▶ _What the task asks_
Copy the records below exactly as they appear, keeping every line unchanged.

-------

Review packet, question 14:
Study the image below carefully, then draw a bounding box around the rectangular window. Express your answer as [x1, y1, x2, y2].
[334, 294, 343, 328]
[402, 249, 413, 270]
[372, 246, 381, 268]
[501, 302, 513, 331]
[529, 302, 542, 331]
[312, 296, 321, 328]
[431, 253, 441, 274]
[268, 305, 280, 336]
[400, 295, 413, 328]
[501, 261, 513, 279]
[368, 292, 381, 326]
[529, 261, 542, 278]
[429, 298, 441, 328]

-------

▶ _Final answer_
Review packet, question 14:
Study the image below carefully, then draw a bounding box around the rectangular window. Express your answer as [x1, y1, x2, y2].
[334, 294, 343, 328]
[402, 249, 413, 270]
[372, 246, 381, 268]
[501, 302, 513, 331]
[529, 302, 542, 331]
[312, 296, 321, 328]
[431, 253, 441, 274]
[268, 305, 280, 336]
[400, 295, 413, 328]
[501, 261, 513, 279]
[368, 292, 381, 326]
[529, 261, 542, 278]
[429, 298, 441, 328]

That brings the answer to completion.